> [Short problem 1]:
Summarize the Haswell passage in two sentences.
> [Short problem 2]:
Quote the Haswell passage word for word, starting with "The integer register" and going on through "four fused uops/cyclein-order.".
> [Short problem 3]:
For each statement, say whether the Haswell passage agrees with it, answering yes or no and quoting the words that decide it. (a) Haswell's unified scheduler has 60 entries. (b) The ROB is dynamically shared between two threads. (c) The AVX2 gather instructions are implemented without microcode.

> [Provided passage]:
• • •
The Haswell out-of-order window has grown modestly, along with an attendant increase in various other resources. The ROB holds status information about each uops and has grown from 192 entries. The ROB is statically split between two threads, giving each a window of 96 fused uops. Other structures are dynamically shared.
The integer register file is mostly used for scalar integer instructions, and it grew to 168 entries. AVX2 is a major feature in Haswell, and there are 24 additional registers for vector renaming. The number of loads and stores in-flight also increased, to a total of 72 loads and 42 stores.
The unified scheduler in Haswell is now 60 entries, up from 54 in Sandy Bridge. Those entries are dynamically shared between the active threads. Once ready, uops in the scheduler are sent to the execution units through dispatch ports. Haswell and Sandy Bridge both retire up to four fused uops/cyclein-order.
The new gather instructions in AVX2 are microcoded and map to multiple loads. This is not the most efficient implementation, and Broadwell and future architectures will improve the functionality over time. The gather instruction is still more efficient than an equivalent programmer construct. More importantly, it's easy for a compiler to emit.
The transactions introduced with TSX are fairly straightforward from a hardware standpoint. A transaction abort is handled similarly to a branch mispredict, and there is a limit of no more than seven nested transactions. (This may change in future implementations, however.)
• • •
> [Stored records]:
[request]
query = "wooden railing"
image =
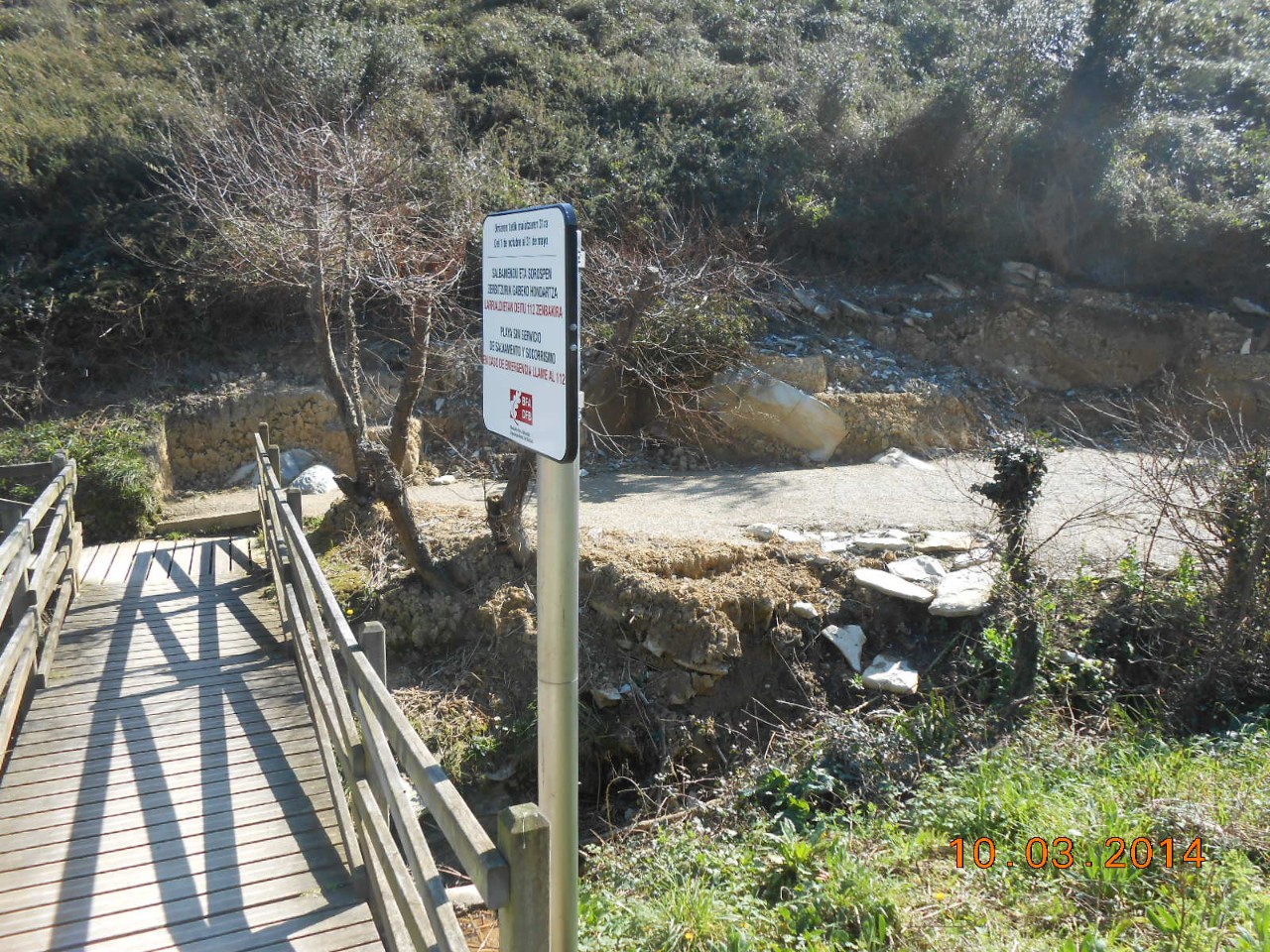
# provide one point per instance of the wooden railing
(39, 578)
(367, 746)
• • •
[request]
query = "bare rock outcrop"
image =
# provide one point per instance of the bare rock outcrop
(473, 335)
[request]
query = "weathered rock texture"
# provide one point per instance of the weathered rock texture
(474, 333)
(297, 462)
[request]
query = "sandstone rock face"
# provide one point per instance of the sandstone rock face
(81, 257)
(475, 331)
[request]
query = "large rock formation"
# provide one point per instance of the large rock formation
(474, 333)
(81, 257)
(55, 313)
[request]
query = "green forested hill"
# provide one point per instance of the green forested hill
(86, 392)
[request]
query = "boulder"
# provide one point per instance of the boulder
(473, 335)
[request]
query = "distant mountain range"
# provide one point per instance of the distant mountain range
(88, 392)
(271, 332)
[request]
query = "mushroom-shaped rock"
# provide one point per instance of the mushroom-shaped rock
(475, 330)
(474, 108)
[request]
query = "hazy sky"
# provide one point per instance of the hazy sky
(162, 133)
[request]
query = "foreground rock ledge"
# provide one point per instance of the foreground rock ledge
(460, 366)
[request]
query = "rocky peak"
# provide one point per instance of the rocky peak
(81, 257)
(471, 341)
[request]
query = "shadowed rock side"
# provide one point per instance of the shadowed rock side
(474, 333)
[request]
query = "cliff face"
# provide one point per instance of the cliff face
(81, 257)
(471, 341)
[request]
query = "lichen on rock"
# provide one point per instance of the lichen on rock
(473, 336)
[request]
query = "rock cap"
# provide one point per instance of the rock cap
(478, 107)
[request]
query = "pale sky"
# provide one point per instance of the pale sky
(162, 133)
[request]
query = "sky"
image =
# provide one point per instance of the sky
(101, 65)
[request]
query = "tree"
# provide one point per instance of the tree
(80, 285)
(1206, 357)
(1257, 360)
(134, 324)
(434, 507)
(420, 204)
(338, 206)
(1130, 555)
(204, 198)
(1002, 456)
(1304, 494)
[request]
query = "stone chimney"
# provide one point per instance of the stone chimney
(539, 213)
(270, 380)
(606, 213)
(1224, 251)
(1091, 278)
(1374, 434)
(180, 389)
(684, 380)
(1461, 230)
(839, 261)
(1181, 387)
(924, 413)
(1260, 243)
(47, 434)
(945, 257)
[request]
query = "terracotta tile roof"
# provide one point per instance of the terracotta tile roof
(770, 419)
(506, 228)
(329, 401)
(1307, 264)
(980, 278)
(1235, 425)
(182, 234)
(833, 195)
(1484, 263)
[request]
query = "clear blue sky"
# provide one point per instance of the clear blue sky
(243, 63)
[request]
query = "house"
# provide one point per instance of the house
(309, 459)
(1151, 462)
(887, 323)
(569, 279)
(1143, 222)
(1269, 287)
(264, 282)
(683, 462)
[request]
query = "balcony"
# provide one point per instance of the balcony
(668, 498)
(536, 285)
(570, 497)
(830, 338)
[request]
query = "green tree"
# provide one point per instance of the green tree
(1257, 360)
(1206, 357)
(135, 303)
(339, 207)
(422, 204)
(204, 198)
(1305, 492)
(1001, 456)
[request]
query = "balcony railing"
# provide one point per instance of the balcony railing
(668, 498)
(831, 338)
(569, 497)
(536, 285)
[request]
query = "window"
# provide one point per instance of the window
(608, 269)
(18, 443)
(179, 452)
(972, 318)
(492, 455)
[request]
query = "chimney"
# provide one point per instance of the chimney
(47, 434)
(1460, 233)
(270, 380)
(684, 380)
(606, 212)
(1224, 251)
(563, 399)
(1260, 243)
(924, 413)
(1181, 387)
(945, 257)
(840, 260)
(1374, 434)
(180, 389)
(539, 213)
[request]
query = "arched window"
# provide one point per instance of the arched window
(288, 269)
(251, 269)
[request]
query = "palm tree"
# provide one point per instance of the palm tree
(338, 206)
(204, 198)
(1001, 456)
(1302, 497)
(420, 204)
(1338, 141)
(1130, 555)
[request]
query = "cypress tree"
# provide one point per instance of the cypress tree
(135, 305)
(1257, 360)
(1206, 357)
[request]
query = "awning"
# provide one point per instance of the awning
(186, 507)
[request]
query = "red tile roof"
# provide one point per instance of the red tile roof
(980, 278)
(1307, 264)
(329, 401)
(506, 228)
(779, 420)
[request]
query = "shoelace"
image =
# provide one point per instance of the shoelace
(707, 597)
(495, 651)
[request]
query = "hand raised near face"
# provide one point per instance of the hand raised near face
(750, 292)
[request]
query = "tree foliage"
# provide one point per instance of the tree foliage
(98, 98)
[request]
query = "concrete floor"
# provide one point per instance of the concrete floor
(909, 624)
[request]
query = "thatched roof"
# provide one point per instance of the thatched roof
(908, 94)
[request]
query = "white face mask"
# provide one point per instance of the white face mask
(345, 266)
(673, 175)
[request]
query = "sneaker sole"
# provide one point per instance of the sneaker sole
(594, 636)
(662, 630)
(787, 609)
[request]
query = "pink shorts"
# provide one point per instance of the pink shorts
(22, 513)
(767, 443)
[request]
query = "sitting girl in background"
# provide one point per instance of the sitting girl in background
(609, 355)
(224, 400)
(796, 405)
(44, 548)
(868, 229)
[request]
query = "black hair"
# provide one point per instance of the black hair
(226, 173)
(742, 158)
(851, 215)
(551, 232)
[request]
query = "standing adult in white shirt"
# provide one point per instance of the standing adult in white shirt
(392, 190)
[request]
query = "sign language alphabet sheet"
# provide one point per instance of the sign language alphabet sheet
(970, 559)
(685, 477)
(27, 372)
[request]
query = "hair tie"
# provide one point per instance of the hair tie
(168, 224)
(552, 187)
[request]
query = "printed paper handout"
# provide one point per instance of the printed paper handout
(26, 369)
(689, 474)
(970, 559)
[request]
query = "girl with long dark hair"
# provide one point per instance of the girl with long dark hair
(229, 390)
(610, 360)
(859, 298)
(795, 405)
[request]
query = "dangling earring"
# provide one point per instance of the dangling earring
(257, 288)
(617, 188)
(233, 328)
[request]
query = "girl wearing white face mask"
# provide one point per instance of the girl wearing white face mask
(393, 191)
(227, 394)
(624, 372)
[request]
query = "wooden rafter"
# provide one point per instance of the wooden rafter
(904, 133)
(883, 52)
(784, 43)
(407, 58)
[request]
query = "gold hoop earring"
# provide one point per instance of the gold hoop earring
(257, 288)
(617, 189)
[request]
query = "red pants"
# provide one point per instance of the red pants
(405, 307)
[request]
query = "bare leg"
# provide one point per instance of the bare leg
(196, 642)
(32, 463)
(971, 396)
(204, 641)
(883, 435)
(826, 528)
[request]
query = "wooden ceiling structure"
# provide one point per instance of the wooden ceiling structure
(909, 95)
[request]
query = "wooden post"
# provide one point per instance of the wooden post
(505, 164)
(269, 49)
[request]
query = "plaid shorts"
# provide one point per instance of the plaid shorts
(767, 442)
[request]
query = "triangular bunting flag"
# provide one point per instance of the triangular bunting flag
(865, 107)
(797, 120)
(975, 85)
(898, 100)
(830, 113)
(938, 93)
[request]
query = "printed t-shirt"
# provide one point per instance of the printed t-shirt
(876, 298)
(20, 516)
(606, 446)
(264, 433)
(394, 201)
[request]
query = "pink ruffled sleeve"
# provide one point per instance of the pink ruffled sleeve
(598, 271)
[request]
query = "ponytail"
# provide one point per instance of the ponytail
• • •
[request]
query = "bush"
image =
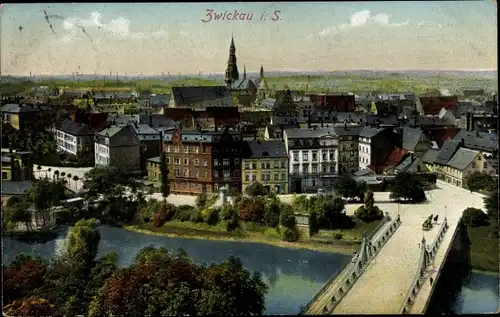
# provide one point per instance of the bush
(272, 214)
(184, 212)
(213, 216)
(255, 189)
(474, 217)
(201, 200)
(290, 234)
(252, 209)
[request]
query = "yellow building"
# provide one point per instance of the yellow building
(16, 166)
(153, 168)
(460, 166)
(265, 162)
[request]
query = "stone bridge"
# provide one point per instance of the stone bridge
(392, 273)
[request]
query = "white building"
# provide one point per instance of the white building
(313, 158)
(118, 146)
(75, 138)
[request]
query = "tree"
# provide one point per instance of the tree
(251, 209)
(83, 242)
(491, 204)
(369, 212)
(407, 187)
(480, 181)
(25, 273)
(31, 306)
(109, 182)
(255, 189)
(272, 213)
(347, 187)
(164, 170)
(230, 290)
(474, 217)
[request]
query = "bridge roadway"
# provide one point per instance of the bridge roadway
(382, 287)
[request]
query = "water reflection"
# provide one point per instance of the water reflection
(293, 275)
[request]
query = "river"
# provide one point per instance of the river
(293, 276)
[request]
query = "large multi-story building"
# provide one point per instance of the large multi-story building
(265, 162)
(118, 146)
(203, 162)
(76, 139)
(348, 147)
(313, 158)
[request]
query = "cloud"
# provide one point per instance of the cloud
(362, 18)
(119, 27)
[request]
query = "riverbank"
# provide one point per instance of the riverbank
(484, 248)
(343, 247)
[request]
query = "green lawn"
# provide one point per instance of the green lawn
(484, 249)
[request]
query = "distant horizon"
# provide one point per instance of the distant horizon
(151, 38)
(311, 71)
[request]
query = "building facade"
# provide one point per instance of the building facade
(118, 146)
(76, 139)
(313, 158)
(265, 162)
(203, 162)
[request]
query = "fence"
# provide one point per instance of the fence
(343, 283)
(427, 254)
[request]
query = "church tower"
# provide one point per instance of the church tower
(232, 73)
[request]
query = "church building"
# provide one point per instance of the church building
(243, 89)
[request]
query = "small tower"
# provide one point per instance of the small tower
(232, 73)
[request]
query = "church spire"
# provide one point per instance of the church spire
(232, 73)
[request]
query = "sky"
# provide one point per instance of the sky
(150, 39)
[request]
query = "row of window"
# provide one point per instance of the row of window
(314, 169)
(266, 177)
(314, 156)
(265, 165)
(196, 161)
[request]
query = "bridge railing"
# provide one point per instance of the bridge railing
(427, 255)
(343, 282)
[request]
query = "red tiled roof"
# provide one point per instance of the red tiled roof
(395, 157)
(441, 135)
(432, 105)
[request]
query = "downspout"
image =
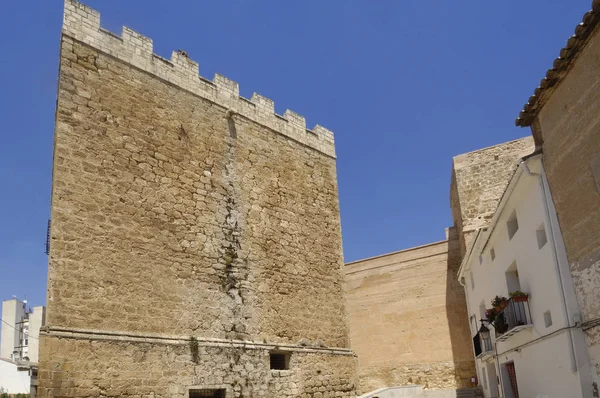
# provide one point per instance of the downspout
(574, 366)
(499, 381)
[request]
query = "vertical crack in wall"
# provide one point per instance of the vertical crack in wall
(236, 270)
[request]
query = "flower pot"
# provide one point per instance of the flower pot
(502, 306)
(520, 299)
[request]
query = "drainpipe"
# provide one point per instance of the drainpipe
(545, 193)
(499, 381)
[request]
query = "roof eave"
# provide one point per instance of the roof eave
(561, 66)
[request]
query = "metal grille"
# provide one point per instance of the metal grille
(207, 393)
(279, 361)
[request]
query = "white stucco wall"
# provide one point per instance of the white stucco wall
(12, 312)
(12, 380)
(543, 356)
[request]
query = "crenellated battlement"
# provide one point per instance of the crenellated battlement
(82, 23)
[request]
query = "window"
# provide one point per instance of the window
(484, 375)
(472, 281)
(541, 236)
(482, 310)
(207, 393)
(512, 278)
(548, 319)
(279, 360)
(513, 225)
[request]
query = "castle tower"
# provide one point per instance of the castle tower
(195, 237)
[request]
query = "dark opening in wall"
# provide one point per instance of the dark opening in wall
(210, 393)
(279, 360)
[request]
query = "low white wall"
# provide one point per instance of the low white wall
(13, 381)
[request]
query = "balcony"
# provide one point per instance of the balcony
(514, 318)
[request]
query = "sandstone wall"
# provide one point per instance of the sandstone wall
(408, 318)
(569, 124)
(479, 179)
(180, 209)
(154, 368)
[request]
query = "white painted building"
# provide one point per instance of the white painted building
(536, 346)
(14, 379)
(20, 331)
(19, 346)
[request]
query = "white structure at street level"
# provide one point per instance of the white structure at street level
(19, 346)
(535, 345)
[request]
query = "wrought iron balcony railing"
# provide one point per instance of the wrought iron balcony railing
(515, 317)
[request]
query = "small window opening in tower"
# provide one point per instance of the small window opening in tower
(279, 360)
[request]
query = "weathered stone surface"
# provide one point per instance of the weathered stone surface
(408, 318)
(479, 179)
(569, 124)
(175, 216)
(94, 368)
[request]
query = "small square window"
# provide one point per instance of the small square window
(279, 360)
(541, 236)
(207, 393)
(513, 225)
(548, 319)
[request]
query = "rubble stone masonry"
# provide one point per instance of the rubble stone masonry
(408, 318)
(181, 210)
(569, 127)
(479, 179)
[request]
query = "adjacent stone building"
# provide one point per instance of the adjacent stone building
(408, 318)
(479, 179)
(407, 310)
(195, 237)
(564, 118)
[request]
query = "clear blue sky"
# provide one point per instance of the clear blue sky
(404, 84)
• • •
> [Correct result 1]:
Haswell enlarges its out-of-order resources, with a 168-entry integer register file, 24 additional registers for vector renaming, room for 72 loads and 42 stores in flight, and a 60-entry unified scheduler, up from 54 in Sandy Bridge. The AVX2 gather instructions are microcoded and map to multiple loads but are still more efficient than an equivalent programmer construct, and a TSX transaction abort is handled similarly to a branch mispredict, with no more than seven nested transactions allowed.

> [Correct result 2]:
The integer register file is mostly used for scalar integer instructions, and it grew to 168 entries. AVX2 is a major feature in Haswell, and there are 24 additional registers for vector renaming. The number of loads and stores in-flight also increased, to a total of 72 loads and 42 stores.
The unified scheduler in Haswell is now 60 entries, up from 54 in Sandy Bridge. Those entries are dynamically shared between the active threads. Once ready, uops in the scheduler are sent to the execution units through dispatch ports. Haswell and Sandy Bridge both retire up to four fused uops/cyclein-order.

> [Correct result 3]:
(a) Yes: "The unified scheduler in Haswell is now 60 entries, up from 54 in Sandy Bridge."
(b) No: "The ROB is statically split between two threads, giving each a window of 96 fused uops."
(c) No: "The new gather instructions in AVX2 are microcoded and map to multiple loads."